**What to work on**
In the data below, find each line containing the string "porch" and return it.

**Data shown**
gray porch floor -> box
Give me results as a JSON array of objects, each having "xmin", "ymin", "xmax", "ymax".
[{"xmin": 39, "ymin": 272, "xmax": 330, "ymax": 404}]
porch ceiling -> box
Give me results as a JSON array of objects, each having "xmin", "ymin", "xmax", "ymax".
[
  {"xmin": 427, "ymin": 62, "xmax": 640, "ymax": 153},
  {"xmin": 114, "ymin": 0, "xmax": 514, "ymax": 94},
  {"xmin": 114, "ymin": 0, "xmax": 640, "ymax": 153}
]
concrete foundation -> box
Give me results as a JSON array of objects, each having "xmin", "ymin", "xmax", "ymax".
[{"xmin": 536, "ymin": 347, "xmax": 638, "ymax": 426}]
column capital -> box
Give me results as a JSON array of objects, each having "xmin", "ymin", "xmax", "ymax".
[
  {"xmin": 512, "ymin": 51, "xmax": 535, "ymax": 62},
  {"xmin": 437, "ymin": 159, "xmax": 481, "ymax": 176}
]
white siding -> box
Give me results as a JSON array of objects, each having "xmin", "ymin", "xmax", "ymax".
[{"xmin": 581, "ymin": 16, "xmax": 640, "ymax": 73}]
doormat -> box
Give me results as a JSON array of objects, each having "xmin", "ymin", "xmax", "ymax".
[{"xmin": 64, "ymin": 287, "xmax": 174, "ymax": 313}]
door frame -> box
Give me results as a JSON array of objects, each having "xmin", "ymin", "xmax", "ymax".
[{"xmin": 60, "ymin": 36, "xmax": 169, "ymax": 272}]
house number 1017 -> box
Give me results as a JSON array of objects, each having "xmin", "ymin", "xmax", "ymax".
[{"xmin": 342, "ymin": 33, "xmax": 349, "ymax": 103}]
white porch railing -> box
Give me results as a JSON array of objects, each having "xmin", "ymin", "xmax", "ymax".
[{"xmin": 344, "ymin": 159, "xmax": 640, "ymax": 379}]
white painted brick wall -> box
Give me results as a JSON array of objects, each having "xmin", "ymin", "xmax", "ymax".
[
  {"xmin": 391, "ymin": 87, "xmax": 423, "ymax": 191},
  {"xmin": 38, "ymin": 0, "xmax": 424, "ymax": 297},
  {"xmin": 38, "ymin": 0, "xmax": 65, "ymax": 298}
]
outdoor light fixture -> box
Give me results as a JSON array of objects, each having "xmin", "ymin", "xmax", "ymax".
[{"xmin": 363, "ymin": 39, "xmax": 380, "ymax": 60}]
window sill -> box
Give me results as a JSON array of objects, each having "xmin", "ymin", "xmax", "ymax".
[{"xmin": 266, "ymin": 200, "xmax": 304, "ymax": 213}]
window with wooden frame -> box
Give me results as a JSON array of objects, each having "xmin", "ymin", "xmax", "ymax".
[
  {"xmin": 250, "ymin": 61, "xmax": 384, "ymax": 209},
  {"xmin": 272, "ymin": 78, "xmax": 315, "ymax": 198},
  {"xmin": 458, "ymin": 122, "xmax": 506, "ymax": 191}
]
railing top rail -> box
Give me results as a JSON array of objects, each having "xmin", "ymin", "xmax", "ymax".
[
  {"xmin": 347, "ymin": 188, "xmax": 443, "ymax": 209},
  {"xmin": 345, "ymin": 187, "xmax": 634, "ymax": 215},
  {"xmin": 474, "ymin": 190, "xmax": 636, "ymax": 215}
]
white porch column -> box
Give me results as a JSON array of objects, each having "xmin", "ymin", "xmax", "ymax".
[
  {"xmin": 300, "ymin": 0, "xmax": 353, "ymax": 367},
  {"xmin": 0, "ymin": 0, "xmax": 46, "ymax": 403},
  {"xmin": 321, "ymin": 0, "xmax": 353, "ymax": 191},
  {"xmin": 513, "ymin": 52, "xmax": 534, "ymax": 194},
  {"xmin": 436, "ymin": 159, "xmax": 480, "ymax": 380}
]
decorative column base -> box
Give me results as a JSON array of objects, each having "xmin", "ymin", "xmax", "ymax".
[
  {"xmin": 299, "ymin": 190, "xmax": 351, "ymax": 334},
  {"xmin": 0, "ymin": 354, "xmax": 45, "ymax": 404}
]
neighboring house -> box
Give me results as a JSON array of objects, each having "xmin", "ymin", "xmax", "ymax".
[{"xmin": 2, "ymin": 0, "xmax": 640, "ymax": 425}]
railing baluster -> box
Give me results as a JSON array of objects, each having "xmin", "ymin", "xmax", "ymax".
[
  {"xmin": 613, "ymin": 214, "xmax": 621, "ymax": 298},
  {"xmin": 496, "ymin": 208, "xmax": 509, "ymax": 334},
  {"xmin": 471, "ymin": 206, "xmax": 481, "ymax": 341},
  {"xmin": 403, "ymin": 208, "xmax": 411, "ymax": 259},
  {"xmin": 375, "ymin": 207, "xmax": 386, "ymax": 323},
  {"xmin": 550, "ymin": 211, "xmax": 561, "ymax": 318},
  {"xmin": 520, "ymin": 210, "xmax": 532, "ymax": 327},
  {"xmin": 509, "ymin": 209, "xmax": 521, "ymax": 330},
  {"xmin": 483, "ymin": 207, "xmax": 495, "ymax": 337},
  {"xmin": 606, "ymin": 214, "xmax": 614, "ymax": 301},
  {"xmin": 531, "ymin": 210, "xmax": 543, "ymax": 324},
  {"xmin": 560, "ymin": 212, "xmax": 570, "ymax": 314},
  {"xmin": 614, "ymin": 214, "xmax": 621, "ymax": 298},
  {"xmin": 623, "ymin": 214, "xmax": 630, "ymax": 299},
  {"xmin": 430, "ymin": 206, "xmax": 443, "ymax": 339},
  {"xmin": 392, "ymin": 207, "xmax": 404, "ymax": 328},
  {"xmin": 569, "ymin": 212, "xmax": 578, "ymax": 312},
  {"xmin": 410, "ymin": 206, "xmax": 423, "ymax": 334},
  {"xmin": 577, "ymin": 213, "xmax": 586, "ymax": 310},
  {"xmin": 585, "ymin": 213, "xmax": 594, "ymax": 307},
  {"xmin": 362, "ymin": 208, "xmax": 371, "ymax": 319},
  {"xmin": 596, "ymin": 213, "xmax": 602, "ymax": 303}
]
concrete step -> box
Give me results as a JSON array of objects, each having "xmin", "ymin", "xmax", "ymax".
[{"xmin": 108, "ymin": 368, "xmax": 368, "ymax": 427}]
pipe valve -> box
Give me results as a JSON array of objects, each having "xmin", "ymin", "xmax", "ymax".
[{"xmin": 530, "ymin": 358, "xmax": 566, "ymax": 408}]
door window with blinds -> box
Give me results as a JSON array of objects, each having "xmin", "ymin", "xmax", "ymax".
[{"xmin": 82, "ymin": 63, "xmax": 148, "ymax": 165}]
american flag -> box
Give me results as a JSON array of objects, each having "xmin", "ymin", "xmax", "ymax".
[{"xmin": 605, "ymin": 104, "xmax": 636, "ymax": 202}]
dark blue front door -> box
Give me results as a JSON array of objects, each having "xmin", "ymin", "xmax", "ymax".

**Exercise response**
gray porch floor -> box
porch ceiling -> box
white porch railing -> box
white porch column -> box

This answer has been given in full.